[Start of Task input]
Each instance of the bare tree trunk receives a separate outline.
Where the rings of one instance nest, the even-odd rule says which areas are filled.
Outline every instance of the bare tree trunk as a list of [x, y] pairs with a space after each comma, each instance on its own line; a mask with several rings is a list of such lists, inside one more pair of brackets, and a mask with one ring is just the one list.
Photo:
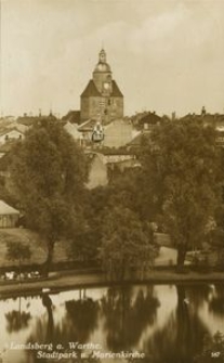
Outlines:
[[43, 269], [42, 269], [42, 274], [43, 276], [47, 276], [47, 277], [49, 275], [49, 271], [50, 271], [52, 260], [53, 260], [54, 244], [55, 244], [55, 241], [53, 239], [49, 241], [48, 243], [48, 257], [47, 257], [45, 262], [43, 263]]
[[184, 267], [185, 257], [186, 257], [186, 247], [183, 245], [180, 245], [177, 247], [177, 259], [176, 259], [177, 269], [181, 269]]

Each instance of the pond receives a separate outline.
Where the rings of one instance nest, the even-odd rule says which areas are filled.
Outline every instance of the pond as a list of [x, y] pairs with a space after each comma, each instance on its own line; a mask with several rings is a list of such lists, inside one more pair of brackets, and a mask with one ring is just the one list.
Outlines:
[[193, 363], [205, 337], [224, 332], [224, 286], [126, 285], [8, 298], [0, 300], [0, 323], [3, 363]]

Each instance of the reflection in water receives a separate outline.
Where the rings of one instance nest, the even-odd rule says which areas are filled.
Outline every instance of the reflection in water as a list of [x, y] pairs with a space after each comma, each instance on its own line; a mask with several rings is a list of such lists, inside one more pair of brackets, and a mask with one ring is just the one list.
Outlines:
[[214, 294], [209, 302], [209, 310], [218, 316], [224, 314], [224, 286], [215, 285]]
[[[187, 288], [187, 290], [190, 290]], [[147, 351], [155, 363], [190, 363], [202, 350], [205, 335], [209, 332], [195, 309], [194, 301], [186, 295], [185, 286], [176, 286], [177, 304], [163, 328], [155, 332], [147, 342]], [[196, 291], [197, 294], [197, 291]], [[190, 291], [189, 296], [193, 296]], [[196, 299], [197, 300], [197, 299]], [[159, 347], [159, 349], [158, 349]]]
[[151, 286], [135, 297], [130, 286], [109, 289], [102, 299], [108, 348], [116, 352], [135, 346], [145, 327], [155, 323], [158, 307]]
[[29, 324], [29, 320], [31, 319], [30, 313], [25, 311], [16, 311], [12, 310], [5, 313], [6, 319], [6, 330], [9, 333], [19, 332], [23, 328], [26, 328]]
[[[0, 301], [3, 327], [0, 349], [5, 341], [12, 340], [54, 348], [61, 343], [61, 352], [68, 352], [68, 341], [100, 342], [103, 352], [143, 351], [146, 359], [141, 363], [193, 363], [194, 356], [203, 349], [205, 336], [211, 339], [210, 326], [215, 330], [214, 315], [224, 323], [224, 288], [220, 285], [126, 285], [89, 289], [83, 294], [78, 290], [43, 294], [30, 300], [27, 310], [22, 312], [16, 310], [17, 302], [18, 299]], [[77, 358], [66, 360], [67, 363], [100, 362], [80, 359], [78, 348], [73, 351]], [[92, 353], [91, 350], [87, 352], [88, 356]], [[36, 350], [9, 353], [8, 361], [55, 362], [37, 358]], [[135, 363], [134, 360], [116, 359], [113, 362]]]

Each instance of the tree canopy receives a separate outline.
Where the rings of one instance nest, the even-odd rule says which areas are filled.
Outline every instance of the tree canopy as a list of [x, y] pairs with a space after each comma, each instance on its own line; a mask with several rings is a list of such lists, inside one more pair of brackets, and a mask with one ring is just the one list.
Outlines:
[End of Task input]
[Start of Task input]
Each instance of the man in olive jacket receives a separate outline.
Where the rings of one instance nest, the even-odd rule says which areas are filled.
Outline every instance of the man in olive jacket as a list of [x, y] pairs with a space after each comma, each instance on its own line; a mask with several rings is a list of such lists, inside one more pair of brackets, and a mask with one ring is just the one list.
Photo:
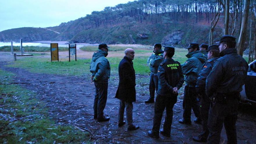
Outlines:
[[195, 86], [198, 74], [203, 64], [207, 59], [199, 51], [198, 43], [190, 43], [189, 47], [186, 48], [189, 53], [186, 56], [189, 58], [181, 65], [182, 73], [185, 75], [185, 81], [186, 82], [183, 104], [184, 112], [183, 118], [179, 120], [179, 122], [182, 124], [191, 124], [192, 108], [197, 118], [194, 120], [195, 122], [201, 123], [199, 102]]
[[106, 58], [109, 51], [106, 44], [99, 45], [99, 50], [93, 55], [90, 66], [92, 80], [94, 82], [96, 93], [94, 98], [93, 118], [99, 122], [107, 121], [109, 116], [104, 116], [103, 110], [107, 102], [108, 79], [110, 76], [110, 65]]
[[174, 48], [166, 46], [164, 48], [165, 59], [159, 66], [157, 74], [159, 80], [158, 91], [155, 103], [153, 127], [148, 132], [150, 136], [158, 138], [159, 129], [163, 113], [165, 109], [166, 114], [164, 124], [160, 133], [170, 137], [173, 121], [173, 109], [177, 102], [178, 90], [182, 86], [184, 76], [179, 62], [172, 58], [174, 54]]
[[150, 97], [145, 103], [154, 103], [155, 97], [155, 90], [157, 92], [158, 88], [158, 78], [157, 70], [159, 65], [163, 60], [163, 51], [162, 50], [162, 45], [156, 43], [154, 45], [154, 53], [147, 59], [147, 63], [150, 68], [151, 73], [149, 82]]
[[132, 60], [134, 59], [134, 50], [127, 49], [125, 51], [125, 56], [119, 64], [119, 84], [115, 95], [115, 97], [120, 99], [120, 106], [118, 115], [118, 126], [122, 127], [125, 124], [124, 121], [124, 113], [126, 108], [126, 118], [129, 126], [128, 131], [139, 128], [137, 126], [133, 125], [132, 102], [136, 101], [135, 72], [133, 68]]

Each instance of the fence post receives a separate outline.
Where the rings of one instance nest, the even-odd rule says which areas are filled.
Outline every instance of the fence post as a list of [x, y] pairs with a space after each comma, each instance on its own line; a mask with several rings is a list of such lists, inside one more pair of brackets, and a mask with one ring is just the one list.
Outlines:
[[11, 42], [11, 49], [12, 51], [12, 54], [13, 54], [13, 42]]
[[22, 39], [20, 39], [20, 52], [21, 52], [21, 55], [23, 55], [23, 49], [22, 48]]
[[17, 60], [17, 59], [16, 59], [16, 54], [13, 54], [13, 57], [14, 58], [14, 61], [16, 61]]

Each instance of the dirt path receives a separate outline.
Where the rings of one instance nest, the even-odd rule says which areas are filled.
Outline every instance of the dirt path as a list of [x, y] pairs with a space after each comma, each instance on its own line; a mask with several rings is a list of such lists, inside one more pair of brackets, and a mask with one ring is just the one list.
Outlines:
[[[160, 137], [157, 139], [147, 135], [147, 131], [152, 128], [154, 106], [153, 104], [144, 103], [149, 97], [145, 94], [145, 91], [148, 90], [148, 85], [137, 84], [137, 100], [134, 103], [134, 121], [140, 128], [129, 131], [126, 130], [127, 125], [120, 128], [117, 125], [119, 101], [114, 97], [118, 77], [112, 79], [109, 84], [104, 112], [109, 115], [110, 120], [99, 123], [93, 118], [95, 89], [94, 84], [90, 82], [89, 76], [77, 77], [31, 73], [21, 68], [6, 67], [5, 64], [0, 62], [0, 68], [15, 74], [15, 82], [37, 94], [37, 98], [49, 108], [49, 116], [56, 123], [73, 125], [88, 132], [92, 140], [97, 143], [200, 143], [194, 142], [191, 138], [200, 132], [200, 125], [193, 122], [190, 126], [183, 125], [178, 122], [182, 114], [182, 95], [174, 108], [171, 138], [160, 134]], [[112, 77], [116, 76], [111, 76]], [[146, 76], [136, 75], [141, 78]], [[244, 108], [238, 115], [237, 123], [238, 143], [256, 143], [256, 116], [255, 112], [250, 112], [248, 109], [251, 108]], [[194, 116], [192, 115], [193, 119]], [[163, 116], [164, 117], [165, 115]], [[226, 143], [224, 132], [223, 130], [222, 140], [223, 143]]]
[End of Task input]
[Start of Task input]
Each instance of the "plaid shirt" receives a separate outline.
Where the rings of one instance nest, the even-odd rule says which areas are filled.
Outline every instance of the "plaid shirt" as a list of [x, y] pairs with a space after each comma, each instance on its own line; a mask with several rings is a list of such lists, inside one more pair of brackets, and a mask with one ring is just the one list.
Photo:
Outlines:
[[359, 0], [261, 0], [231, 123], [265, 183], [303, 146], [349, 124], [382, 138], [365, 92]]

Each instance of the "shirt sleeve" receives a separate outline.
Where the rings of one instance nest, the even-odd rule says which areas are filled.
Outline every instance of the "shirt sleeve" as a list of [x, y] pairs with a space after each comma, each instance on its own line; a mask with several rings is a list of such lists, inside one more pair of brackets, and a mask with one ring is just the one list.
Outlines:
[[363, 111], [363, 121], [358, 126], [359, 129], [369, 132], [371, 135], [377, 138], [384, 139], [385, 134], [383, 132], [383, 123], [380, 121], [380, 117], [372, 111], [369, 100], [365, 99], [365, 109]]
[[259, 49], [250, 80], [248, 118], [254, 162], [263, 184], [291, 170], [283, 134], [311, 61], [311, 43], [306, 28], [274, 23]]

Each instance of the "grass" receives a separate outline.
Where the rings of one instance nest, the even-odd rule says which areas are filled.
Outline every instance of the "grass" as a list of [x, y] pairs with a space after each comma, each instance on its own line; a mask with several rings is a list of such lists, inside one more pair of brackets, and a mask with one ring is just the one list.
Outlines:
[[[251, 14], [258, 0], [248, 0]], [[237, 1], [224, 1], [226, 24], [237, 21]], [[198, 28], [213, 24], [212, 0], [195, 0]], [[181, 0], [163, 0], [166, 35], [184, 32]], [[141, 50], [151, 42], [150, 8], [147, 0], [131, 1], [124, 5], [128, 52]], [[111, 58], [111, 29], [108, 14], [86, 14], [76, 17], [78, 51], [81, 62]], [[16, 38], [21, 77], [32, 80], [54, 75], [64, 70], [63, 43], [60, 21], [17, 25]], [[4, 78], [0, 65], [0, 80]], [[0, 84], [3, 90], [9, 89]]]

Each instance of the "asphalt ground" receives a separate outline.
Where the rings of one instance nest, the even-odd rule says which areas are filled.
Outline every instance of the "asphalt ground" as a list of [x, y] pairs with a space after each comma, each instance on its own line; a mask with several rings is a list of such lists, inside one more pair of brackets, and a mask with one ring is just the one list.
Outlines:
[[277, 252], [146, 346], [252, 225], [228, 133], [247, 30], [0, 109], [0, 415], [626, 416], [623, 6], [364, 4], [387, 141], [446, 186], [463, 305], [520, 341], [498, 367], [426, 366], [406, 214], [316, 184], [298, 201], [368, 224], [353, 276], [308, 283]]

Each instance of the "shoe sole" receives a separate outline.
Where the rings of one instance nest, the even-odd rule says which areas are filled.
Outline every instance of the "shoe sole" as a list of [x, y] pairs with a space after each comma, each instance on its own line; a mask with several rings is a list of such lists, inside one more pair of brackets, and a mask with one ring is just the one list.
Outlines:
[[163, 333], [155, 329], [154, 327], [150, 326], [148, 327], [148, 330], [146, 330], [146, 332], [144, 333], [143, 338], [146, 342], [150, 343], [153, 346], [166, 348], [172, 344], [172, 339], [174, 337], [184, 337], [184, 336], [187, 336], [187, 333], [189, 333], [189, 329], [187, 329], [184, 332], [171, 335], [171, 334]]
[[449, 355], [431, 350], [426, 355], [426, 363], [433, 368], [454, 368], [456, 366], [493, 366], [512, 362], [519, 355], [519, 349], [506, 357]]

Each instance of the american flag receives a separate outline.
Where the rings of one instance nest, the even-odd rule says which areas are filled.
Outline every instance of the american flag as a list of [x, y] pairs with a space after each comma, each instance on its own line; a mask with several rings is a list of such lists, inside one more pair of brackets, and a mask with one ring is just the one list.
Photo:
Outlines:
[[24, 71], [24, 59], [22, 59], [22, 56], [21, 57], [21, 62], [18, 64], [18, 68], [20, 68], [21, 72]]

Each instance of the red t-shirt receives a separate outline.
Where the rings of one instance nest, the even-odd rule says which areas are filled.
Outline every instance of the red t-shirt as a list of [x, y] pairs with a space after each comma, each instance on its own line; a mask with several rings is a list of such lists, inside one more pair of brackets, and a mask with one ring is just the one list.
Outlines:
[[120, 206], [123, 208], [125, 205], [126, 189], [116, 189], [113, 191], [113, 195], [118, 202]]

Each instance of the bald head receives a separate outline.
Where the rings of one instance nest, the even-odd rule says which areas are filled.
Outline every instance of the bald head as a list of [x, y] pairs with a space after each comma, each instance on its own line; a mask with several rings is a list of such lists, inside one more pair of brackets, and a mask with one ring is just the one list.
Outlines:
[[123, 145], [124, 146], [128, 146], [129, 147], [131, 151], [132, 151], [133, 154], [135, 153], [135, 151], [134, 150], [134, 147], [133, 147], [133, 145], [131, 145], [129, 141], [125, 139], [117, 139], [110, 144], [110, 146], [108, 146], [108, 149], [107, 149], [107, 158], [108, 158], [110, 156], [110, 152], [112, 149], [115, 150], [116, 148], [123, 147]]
[End of Task input]
Short problem: Arrange the material from the line containing "Each instance of the bald" down to the line containing "148], [123, 147]]", both of those lines included, as a two-column CSV with the headers instruction and outlines. Give one row per instruction with its answering outlines, put each value in one quoted field, and replace line breaks with spaces.

Output below:
instruction,outlines
"Each instance of the bald head receives a separate outline. Where the rings of one instance nest, the even-odd rule says which areas are filled. Outline every instance of the bald head as a list of [x, y] pairs with a space after each comma, each instance on its own line; a mask with several rings is a list of such lists, inside one more pair of brackets, and a mask with one ring is just the one list. Outlines:","[[123, 145], [124, 146], [128, 146], [129, 147], [131, 151], [132, 151], [133, 154], [135, 153], [135, 151], [134, 150], [134, 147], [133, 147], [133, 145], [131, 145], [129, 141], [125, 139], [117, 139], [110, 144], [110, 146], [108, 146], [108, 149], [107, 149], [107, 158], [108, 158], [110, 156], [110, 152], [112, 149], [115, 150], [116, 148], [123, 147]]"